Stored data:

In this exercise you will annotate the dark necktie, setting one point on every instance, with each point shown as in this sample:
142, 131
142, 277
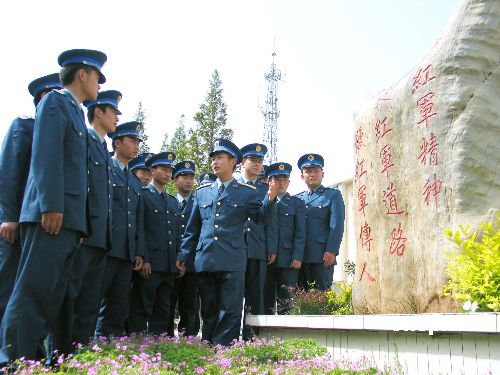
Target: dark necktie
221, 189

Aim:
Copy every line above in order with its wording unchanged, but shift each answer point by adding 55 to both of its coordinates and keep the sample coordinates as they are. Leave the pictures out of your answer.

Final result:
In this exercise you will annotate the dark necktie, setting one point on every instance, with each point shown as in this sample:
142, 131
142, 277
Target: dark necktie
276, 244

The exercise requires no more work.